── DATA TO PROCESS
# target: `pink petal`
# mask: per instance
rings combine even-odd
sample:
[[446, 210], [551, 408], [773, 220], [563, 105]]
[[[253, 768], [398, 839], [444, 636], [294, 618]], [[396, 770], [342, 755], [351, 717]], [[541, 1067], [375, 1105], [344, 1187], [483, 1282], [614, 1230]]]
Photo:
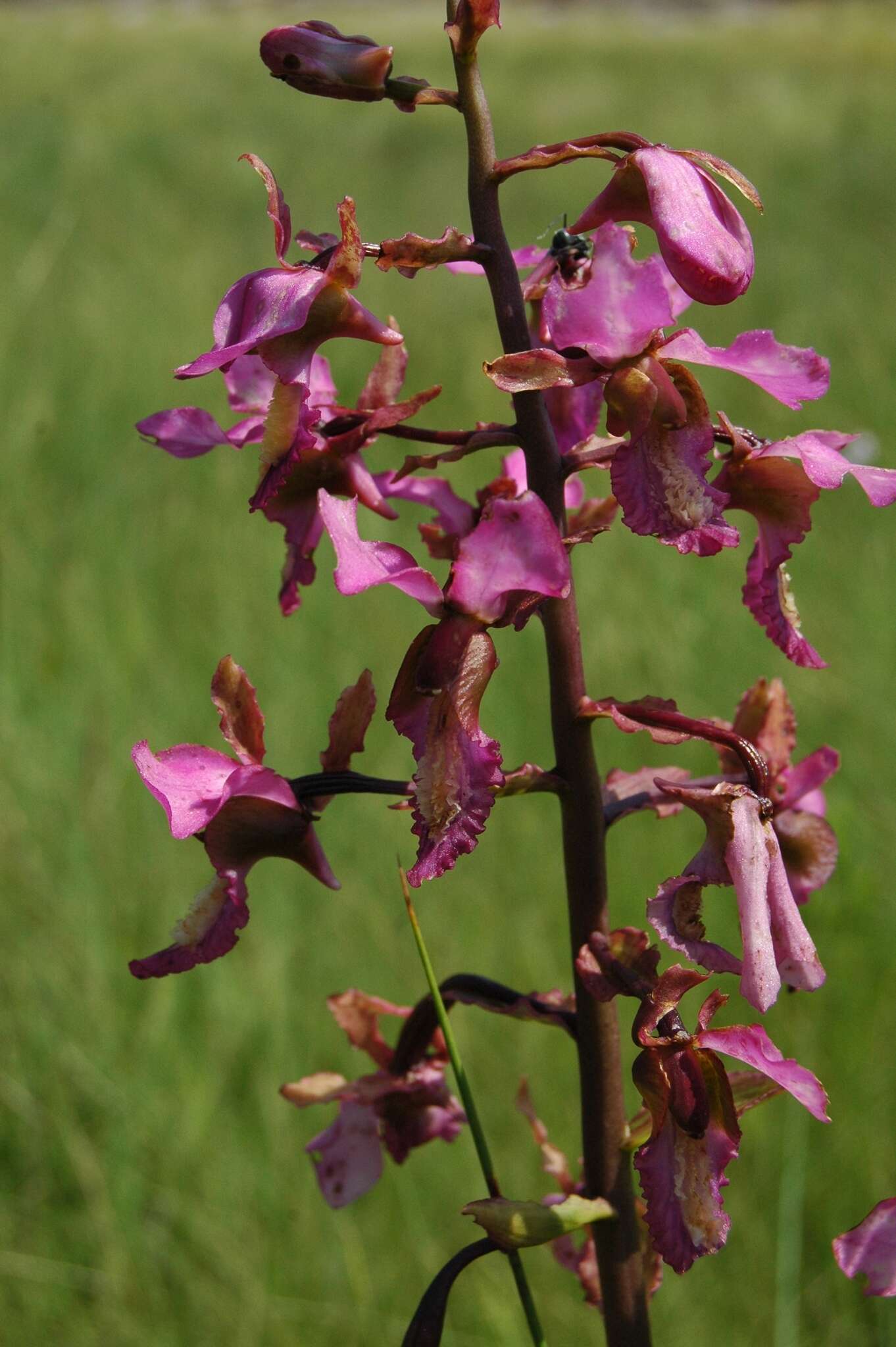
────
## [DIRECTIVE]
Set down the data above line for line, with no alterations, and omit the pictures.

## [ANSWER TO THE TASK]
# target: `pink petal`
# mask: per instance
rings combine even-odd
sample:
[[446, 210], [551, 408], [773, 220], [563, 105]]
[[[253, 768], [398, 839], [444, 636], [294, 618]], [[396, 770], [342, 755], [351, 717]], [[541, 1067], [375, 1105], [344, 1187], [483, 1282], [614, 1230]]]
Photo:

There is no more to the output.